┌─ Texte d'étude

Blog d'étude critique et académique du fait maçonnique, complémentaire de la revue du même nom. Envisage la Franc-Maçonnerie comme un univers culturel dont l’étude nécessite d’employer les outils des sciences humaines, de procéder à une nette séparation du réel et du légendaire et de procéder à la prise en compte de ce légendaire comme un fait social et historique.
Julien Vercel
Les lectrices et lecteurs de Critica Masonica, version blog ou version revue, le savent : Stéphane François a déjà explicité l’archéologie des « Illuminati », dérivés mythiques des « Illuminés », cette éphémère « formation politique apparue en Bavière en 1776 » qui a été l’objet, depuis la fin du XVIIIe siècle, de tous les fantasmes complotistes et est réapparue mâtinée de pop culture dans les années 2000.
Dans son recueil de « curiosités » Gérald Bronner revient sur un épisode de cette saga Illuninati qui s’est déroulé dans la France de 2014 (Cabinet de curiosités sociales, Presses universitaires de France, 2018). Prenant le métro, il découvre une affiche promotionnelle pour le nouveau roman d'Éric Giacometti et Jacques Ravenne : Le Règne des Illuminati (Fleuve noir).
Bientôt, un article paru dans Le Parisien du 18 juin 2014 titre : « Le préoccupant retour de la théorie du complot ». Le chapeau est accrocheur : « Enquête. De plus en plus de Français, notamment des jeunes, sont persuadés qu'une ancienne société secrète disparue, les Illuminati, gouverne le monde ». L’article se targue d’un véritable «scoop : « Selon un sondage que nous dévoilons, un Français sur cinq se dit convaincu de l'existence des Illuminati ». Les résultats de ce sondage sont ensuite repris par quasiment tous les médias qui dissertent alors sur la prospérité de la théorie du complot dans l’Hexagone. Rien d’étonnant de la part des médias qui, soumis à une inflation d’offres, cherchent à tout prix à diffuser l’information qui deviendra virale sur les réseaux sociaux et assurera autant de « clics » sur leur site. Le constat que fait Gérald Bronner pour le monde politique peut s’appliquer au monde journalistique : face à la concurrence, il vaut mieux gagner la bataille de l’attention que celle de la vérité. « Dans un marché saturé d’informations, l’économie de l’attention est très concurrentielle. Dans ces conditions, les différentes formes de l’outrance constituent des stratégies possibles pour se distinguer ». Les Illuminati remplissent donc les colonnes (et les nôtres !) de ceux que le sociologue appellent les « buzzophages ».

└─
┌─ Données recueillies

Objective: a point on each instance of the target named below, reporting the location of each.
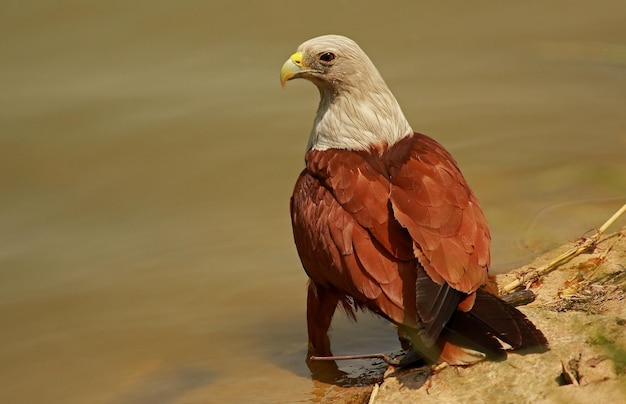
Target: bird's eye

└─

» Consignes:
1 – Traduisez en anglais la phrase suivante du texte sur les Illuminati : « Prenant le métro, il découvre une affiche promotionnelle pour le nouveau roman d'Éric Giacometti et Jacques Ravenne : Le Règne des Illuminati (Fleuve noir). »
2 – D'après le texte sur les Illuminati, quelle proportion de Français se dit convaincue de l'existence des Illuminati selon le sondage dévoilé par Le Parisien ?
3 – Recopiez le passage du texte sur les Illuminati qui commence par « Julien Vercel » et se poursuit jusqu'à « Illuminati (Fleuve noir). ».
Les données sont sans rapport avec le texte sur les Illuminati.

» Corrigé:
1 – Taking the metro, he comes across a promotional poster for the new novel by Éric Giacometti and Jacques Ravenne: Le Règne des Illuminati (Fleuve noir).

2 – Un Français sur cinq.

3 –
Julien Vercel
Les lectrices et lecteurs de Critica Masonica, version blog ou version revue, le savent : Stéphane François a déjà explicité l’archéologie des « Illuminati », dérivés mythiques des « Illuminés », cette éphémère « formation politique apparue en Bavière en 1776 » qui a été l’objet, depuis la fin du XVIIIe siècle, de tous les fantasmes complotistes et est réapparue mâtinée de pop culture dans les années 2000.
Dans son recueil de « curiosités » Gérald Bronner revient sur un épisode de cette saga Illuninati qui s’est déroulé dans la France de 2014 (Cabinet de curiosités sociales, Presses universitaires de France, 2018). Prenant le métro, il découvre une affiche promotionnelle pour le nouveau roman d'Éric Giacometti et Jacques Ravenne : Le Règne des Illuminati (Fleuve noir).